--- BEGIN DATASET EXCERPTS ---
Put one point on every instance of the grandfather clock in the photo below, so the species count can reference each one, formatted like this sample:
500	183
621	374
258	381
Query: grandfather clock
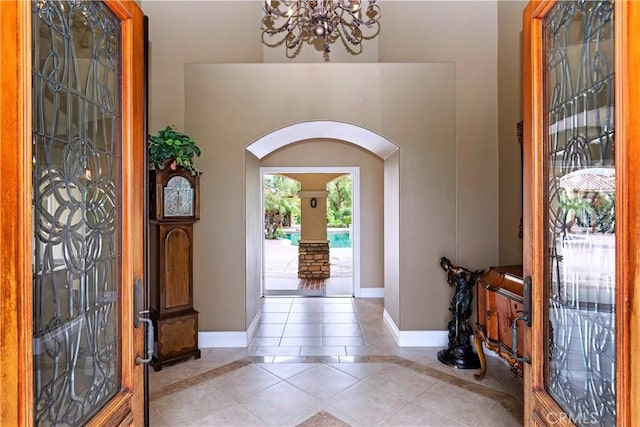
174	207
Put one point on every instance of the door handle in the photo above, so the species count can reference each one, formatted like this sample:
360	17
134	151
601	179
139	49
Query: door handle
525	317
150	333
139	318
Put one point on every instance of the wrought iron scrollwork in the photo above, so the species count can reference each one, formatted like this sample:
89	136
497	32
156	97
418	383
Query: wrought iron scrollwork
581	171
76	206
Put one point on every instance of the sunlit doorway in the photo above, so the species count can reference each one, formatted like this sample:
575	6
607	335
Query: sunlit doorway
283	223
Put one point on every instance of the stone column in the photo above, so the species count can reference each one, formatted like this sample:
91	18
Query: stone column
313	248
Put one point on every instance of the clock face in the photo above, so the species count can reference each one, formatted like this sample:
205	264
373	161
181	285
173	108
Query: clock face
178	197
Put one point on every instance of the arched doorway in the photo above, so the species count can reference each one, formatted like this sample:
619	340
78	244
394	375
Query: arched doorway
281	269
354	135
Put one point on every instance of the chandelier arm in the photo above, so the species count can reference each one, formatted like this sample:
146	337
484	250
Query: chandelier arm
320	20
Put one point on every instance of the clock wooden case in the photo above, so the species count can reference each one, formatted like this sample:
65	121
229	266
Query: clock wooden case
174	208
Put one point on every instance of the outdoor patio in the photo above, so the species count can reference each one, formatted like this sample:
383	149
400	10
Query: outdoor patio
281	271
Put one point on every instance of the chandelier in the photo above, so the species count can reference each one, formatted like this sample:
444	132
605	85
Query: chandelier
324	21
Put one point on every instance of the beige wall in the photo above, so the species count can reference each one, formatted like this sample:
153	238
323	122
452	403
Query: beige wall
229	107
462	33
509	113
254	231
184	32
322	153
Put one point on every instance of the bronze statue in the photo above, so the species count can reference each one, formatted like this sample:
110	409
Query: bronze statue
459	352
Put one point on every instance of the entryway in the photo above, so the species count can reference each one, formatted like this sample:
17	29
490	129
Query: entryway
282	252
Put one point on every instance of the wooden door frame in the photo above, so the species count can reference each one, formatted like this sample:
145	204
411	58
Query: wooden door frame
627	103
16	234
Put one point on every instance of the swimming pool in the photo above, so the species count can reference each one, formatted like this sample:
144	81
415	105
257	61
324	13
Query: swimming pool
337	239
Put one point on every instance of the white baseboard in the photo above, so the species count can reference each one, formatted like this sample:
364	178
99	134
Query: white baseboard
415	338
254	325
222	339
371	293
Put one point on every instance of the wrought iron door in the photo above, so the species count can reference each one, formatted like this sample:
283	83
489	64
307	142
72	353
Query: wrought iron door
576	215
78	171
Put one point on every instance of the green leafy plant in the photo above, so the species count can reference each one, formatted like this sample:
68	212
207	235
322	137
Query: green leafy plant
173	148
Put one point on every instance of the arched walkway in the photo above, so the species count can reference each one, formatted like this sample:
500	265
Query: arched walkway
361	137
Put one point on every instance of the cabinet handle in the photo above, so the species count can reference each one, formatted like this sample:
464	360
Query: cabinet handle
525	317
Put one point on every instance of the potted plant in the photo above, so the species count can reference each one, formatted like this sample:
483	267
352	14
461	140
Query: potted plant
173	149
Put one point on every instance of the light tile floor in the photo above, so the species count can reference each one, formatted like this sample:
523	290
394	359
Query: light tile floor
313	359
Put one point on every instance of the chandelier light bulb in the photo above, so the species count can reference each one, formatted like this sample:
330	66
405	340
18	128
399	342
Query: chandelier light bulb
327	20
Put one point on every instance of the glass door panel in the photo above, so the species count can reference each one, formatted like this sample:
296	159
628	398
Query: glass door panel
580	271
77	265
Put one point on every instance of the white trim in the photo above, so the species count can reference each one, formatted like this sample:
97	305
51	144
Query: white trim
391	325
371	293
415	338
228	338
254	325
362	137
222	339
355	209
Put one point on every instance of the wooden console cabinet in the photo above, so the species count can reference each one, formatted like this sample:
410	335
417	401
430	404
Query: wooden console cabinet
499	296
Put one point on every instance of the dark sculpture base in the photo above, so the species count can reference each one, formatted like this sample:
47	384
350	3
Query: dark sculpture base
461	357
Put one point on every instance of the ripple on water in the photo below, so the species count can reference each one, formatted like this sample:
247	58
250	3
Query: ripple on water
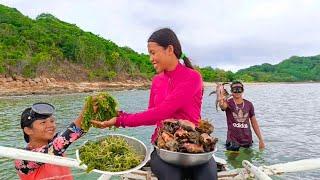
290	125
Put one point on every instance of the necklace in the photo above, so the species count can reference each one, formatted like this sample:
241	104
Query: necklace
237	108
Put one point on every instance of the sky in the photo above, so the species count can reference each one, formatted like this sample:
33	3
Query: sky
224	34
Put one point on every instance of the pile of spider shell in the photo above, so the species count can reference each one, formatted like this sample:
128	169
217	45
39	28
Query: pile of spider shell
183	136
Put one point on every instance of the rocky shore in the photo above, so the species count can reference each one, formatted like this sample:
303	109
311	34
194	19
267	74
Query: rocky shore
18	86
--- END DATASET EXCERPTS ---
_BRIEF:_
Quote the listing above verbatim from start to finish, leaving out the pictures.

_FULL ANSWER:_
Put one point on every instance of the grandfather clock in the photo below, so the species count can reference each one, formatted like this sample:
500	183
621	374
258	381
Query: grandfather clock
174	207
Put one point on every instance of the door handle in the photo above, so the species count can reference each one, formatted like this sample:
360	17
134	151
601	179
139	49
Query: door handle
525	317
150	333
139	318
Put one point on every instance of the wrought iron scrollwork in the photo above, so the species count can reference each one, formatted like this sample:
89	136
497	32
156	97
418	383
Query: wrought iron scrollwork
581	171
76	206
Put one point on every instance of the sunlit doorway in the photo above, so the species count can reference each one, formatted like this sample:
575	6
607	335
Query: sunlit doorway
283	223
Put one point on every instance of the stone column in the photo above, so the species count can reference each one, formatted like this sample:
91	18
Query: stone column
313	248
Put one point on every instance of the clock face in the photo above, so the species count can reference each one, formatted like this sample:
205	264
373	161
181	285
173	108
Query: clock face
178	197
Put one point on every instance of the arched doorway in the photo above, so the species count can reference each one, formatted like this sample:
619	340
78	244
394	375
Query: arched doorway
281	269
354	135
Put one point on every instance of the chandelier arm in the photo above, so the species count can reference each one, formatted like this sample:
146	337
484	250
Query: chandelier arm
320	20
Put one point on every instance of the clock wooden case in the photo above, so the species count can reference each one, formatted like this sample:
65	121
229	266
Query: clock wooden case
174	208
Put one point on every instance of the outdoor patio in the photo above, so the species count can reference each one, formatted like this sample:
383	149
400	10
Query: outdoor patio
281	271
Put one point on every instance of the chandelier in the photo above, so the species count can reference each one, formatted like this sample:
444	132
605	85
Query: chandelier
324	21
Put one point on every instance of the beige wall in the photo above, so the species count can reference each one, formatted like this sample:
153	238
323	122
452	403
Query: beige wall
229	107
462	33
509	113
254	231
184	32
322	153
Put one point on every instance of the bronze statue in the photo above, so the species count can reference each one, formatted like this sample:
110	409
Query: bronze statue
459	352
Put one point on every instance of the entryway in the photo above, so the species count can reference each one, formatted like this sample:
17	29
490	129
Query: entryway
282	252
Put one point on every instance of the wooden door frame in the photo above, so the species count can reference each one, formatted like this sample:
145	204
411	58
Query: wooden door frame
627	103
16	234
Put one point on every instance of the swimming pool in the photo above, so the species count can reference each one, formatted like this sample:
144	81
415	105
257	61
324	13
Query: swimming pool
337	239
Put one point on every instance of the white baseboard in the photo above, so the species count can reference each one, formatted like this sample:
364	178
99	134
Query: white baseboard
415	338
254	325
222	339
371	293
Put one point on every instance of the wrought iron door in the photo above, so the species count can reference each one, formatted like this sample:
283	83
489	64
307	142
72	353
Query: wrought iron door
576	215
78	171
Put one point on every instance of the green leafy plant in the photo above, so the species count can reference each one, formatted like this sample:
68	212
207	235
322	137
Query: green leafy plant
173	148
Put one point on every instance of the arched walkway in the photo above, so the species count can reference each one, formatted like this sample:
500	265
Query: arched walkway
361	137
Put one point on every instance of the cabinet handle in the photo above, so the species count can reference each one, formatted like this sample:
464	360
Query: cabinet handle
525	317
Put one point on every instance of the potted plant in the photo above, so the species count can reference each one, formatted like this sample:
483	267
352	14
461	140
Query: potted plant
173	149
Put one point on every instance of the light tile floor in the photo above, so the species count can reference each one, formatted like this sample:
523	290
394	359
Query: light tile floor
313	359
Put one point on every instance of the chandelier light bulb in the photo above, so the species count can reference each one, formatted like this sample:
330	66
405	340
18	128
399	342
Query: chandelier light bulb
327	20
Put one point on every instance of the glass door panel in the photo above, so the species count can reference each one, formatted like this sample:
296	159
628	398
Query: glass door panel
580	271
77	265
Put one point on every instance of the white trim in the photo above, so the species count can reference each one, formatted like this sample:
97	305
51	144
Query: white trim
391	325
371	293
415	338
228	338
254	325
362	137
222	339
355	209
Put one point on every instance of the wooden console cabinet in the photo above, so the species count can reference each one, formatted like this sample:
410	335
417	401
430	404
Query: wooden console cabinet
499	296
Put one point on every instance of the dark sculpture base in the photo above, so the species count can reference each one, formatted like this sample:
47	384
350	3
Query: dark sculpture base
461	357
Put one point on every instance of the ripple on water in the photo below, so the species count can reference each one, formatted like this sample:
247	58
250	3
Query: ripple on water
290	125
Put one point on every instance of the necklace in the photo above, so the species count can reference each one, formatted like this sample:
241	104
Query: necklace
237	108
Put one point on every instance of the sky in the photo above, so the species count can reference each one, formatted like this sample:
33	3
Query: sky
224	34
Put one point on every instance of the pile of spider shell in the photo above, so the species count can reference each one, formatted like this sample:
128	169
217	45
39	28
Query: pile of spider shell
183	136
Put one point on every instance of the rocky shore in the photo above, so the species count can reference each one, formatted like this sample:
303	109
311	34
194	19
267	74
Query: rocky shore
18	86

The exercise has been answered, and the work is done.